Read through the entries below and return each line with the word "element".

TASK DATA START

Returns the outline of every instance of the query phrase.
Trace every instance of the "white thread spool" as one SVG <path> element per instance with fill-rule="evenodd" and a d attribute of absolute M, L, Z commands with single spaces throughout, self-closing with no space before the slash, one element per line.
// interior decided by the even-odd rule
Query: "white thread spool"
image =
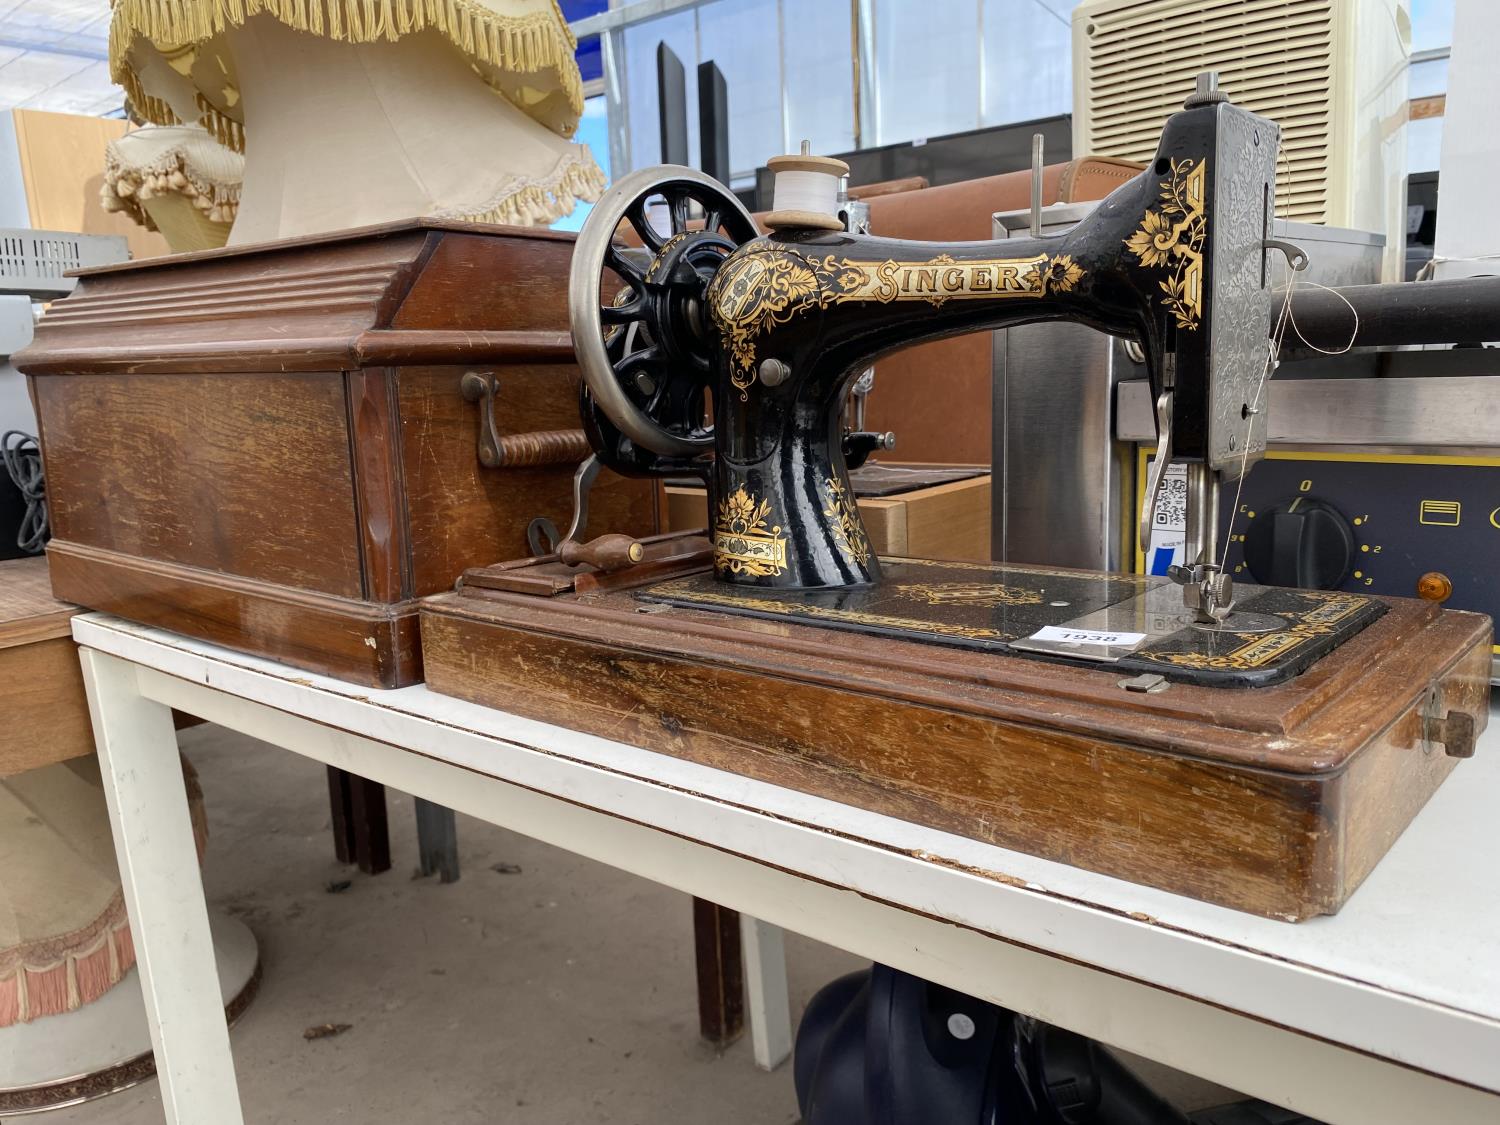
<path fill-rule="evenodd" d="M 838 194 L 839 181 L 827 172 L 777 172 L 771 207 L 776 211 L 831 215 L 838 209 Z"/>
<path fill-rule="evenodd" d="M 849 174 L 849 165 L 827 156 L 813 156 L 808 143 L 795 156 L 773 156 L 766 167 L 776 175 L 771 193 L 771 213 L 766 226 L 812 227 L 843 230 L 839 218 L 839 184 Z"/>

TASK DATA END
TASK DATA START

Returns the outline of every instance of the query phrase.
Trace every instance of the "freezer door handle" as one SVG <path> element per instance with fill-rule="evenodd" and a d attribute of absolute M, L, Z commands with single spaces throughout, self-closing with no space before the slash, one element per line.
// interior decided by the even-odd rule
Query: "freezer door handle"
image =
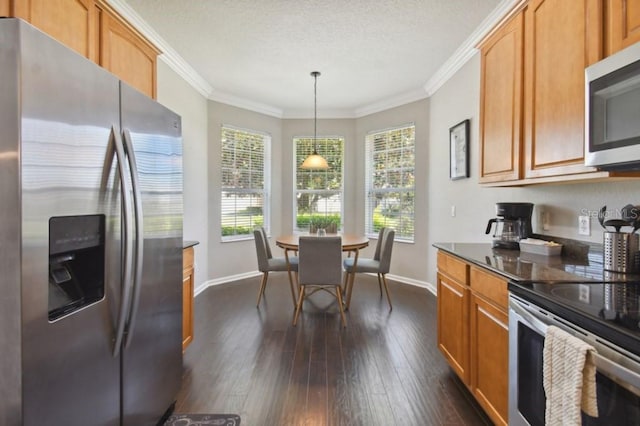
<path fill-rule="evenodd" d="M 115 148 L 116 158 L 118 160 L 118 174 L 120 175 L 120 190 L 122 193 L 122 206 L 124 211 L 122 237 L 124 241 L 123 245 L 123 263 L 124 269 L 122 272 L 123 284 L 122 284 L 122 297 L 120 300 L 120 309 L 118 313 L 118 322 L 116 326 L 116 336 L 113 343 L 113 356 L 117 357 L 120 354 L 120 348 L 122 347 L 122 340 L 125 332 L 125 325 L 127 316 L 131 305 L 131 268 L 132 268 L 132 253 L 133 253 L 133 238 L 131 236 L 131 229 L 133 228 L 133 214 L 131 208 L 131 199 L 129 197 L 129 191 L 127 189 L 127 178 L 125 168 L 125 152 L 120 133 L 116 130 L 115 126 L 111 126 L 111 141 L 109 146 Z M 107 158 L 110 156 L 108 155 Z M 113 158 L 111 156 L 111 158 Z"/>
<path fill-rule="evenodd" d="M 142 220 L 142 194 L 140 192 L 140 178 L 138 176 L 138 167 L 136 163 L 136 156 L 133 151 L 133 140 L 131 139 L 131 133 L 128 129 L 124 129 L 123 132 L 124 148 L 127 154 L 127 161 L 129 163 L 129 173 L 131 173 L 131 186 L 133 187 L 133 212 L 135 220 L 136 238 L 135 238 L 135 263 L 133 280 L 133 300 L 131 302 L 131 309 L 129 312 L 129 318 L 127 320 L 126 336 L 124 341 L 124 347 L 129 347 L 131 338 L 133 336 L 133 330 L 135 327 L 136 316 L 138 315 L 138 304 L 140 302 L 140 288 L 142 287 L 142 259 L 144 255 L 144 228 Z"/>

TASK DATA END

## SOLUTION TO THIS EXERCISE
Trace every instance of the "white thread spool" as one SVG <path> element per instance with fill-rule="evenodd" and a d attribute of absolute M, L, Z commands with single spaces throughout, self-closing with no space before the slash, one element per line.
Trace every instance of the "freezer door handle" as one SVG <path> element per instance with fill-rule="evenodd" and a d attribute of absolute M, L, Z commands with single spaces throughout, self-closing with no space before the slash, one element per line.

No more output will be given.